**Data to examine:**

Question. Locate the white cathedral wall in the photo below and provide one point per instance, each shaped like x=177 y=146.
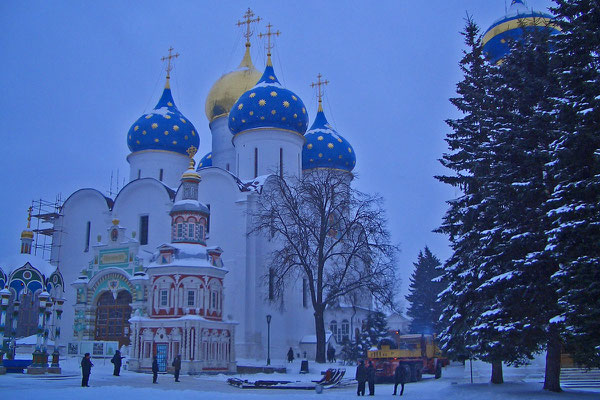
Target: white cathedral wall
x=148 y=163
x=269 y=142
x=228 y=230
x=223 y=152
x=145 y=197
x=69 y=243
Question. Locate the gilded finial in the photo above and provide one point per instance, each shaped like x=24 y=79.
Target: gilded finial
x=320 y=86
x=247 y=21
x=29 y=211
x=169 y=66
x=269 y=44
x=192 y=150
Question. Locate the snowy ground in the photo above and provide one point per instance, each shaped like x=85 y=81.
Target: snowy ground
x=134 y=386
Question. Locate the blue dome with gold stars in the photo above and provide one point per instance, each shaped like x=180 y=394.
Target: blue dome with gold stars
x=511 y=27
x=325 y=148
x=268 y=105
x=206 y=161
x=163 y=128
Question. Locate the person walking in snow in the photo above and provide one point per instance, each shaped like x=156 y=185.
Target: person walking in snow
x=371 y=378
x=361 y=377
x=177 y=365
x=399 y=378
x=116 y=360
x=154 y=369
x=86 y=370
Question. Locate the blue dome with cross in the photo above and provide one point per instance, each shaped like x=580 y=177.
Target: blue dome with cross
x=206 y=161
x=511 y=27
x=325 y=148
x=268 y=105
x=163 y=128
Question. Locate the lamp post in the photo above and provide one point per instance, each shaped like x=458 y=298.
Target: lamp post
x=4 y=297
x=38 y=354
x=269 y=339
x=58 y=310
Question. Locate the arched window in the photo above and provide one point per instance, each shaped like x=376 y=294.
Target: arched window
x=345 y=331
x=112 y=317
x=334 y=329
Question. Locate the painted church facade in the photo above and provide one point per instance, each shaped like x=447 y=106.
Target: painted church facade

**Brief:** Retype all of the entries exactly as written, leaving out any images.

**Finished exercise:**
Question. Locate the white cathedral wall in the photo below and provide one point per instance, each shaped like x=177 y=146.
Target: white cathedral wall
x=148 y=163
x=269 y=142
x=228 y=230
x=223 y=152
x=145 y=197
x=69 y=243
Question. Locate the gilded finial in the photo above and provide one point per instance, each shaped like x=24 y=79.
Target: gilded finial
x=320 y=86
x=247 y=21
x=29 y=211
x=169 y=66
x=269 y=44
x=192 y=150
Question. Locate the snowy ground in the photo above and provide one point per instance, each shaped like x=85 y=81.
Target: snowy ground
x=134 y=386
Question. Locate the blue dome with gold stars in the photo above and provide one point per instance, each shaped like x=180 y=394.
Target: blue dome with gold stars
x=511 y=27
x=325 y=148
x=268 y=105
x=206 y=161
x=163 y=128
Question. Locate the person walking in snow in the photo above and provide one point per instance, each shaped like x=156 y=185.
Target: person walking in snow
x=371 y=378
x=361 y=377
x=177 y=365
x=399 y=378
x=116 y=360
x=154 y=369
x=86 y=370
Question. Locate the blue dome with cross in the photo above and provide one point per instance, each shaped like x=580 y=177.
Target: blue dome with cross
x=206 y=161
x=511 y=27
x=325 y=148
x=268 y=105
x=163 y=128
Question. Locate the lamp post in the photo above and provide one point per instance, each shaped like x=458 y=298.
Target: lamp post
x=4 y=297
x=38 y=354
x=269 y=339
x=58 y=310
Question. Locate the arched window in the photo above and provide one point per instance, each shaped like x=376 y=294.
Target: arched window
x=345 y=331
x=112 y=317
x=334 y=329
Question. Locate the painted church facade in the photo above and provide one point per instance, each shaped like x=447 y=106.
Target: painted church facade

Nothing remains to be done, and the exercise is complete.